Reviewer 2: 2. In lines 85-87 on page 5, the authors claimed that "local structural fingerprints such as the Smooth Overlap of Atomic Positions (SOAP) may be unable to distinguish between certain atomic environments." This statement underscores their preference for AMD over SOAP. It would be beneficial to showcase instances where SOAP falls short in discerning vital structural variances in zeolites, which AMD can discern.

Authors: Recent works by Podznyakov, Ceriotti et al. [1, 2] have demonstrated several counterexamples to the injectivity of SOAP descriptors. On the other hand, the PDD, from which the AMD can be derived, was demonstrated by some of us [3] to be a complete and continuous invariant for all periodic crystals in general position. The four-connected neighborhoods seen in SiO2 networks are similar to the CH4 examples demonstrated in [1, 2]. While this does not prove that the SOAP vectors necessarily do not distinguish between atomic environments in zeolites (nor that degenerate environments exist within the dataset under analysis), it motivates the use of different representations for representing distances between crystal structures. Demonstrating the shortcomings of SOAP and other descriptors is beyond the scope of this manuscript, as finding such counterexamples and rationalizing them can lead to standalone investigations, as demonstrated by [1, 2].
To better frame this point, we have rewritten the sentence to focus on structure-synthesis relationships rather than the properties of the descriptor. We also perform the same analysis made in the paper using SOAP instead of the AMD, achieving comparable results. The discussion on the degeneracies of SOAP was moved to the Methods section, where we expand on the details of the SOAP analysis.

[1] - https://doi.org/10.1103/PhysRevLett.125.166001
[2] - https://arxiv.org/abs/2109.11440
[3] - https://proceedings.neurips.cc/paper_files/paper/2022/hash/9c256fa1965318b7fcb9ed104c265540-Abstract-Conference.html

Reviewer 2: 3. In lines 97-99 on page 5, the authors observe a weak correlation between AMDs, density differences, and SOAP distances but almost no correlation with previously known graph-based distances. Why? If such divergence exists between graph-based distances and AMD, could AMD overlook critical graph and structural features of zeolites? Which one is better? More mechanistic insights on AMD and other metrics should be addressed.

Authors: As graph distances do not consider the structural diversity of zeolites, but only their connectivity, distortions in the atomic structure without breaking Si-O covalent bonds can lead to equivalent graphs. One of us has discussed this issue in extensive detail in a previous publication [1]. The reviewer is correct that absence of correlation between representations can lead to complementary results. In fact, it was demonstrated that graph similarity between zeolites can recover diffusionless phase transformations [1], but not phenomena typically attributed to building units. Predicting intergrowth was only possible by combining structure and graph similarity [1], but cannot be observed using structural similarity alone.
In this perspective, our work is less about the mechanistic insight on AMD, and more about what physical phenomena can be derived from this representation. Several other works by some of us have explored the AMD and other distances with extensive mathematical rigor [2], including applications in computational chemistry [3, 4]. In many of those cases, it was demonstrated that the definition of rigorous structural invariants allows the deduplication of crystal structures without false positives, and provide numerous demonstrations for such.

SUPPLIED RECORDS ▸
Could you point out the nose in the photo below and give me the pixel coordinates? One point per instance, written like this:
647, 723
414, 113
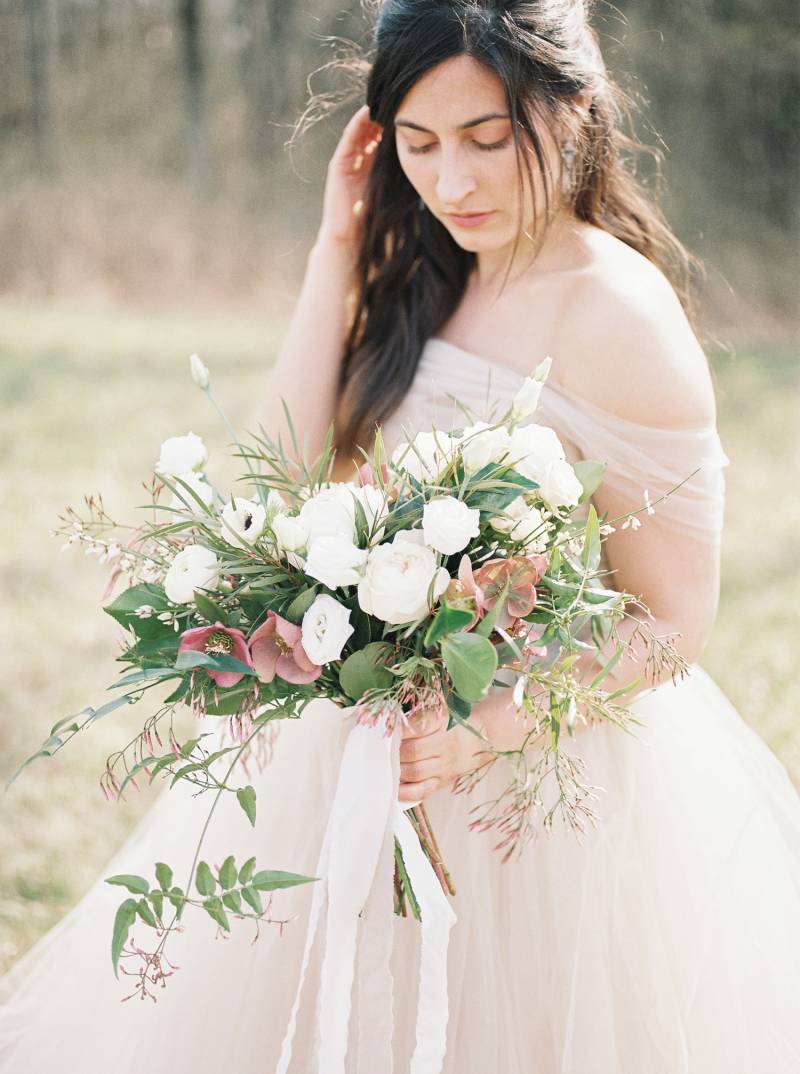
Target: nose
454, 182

--

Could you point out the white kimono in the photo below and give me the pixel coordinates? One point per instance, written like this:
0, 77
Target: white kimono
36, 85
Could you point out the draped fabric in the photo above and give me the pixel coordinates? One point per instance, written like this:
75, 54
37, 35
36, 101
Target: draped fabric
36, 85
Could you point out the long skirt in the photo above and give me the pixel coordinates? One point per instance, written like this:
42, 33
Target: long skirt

STATED EXERCISE ▸ In the review response on zeolite descriptors, which section did the authors move the discussion of SOAP degeneracies to?

COMPLETED TASK ▸ The Methods section.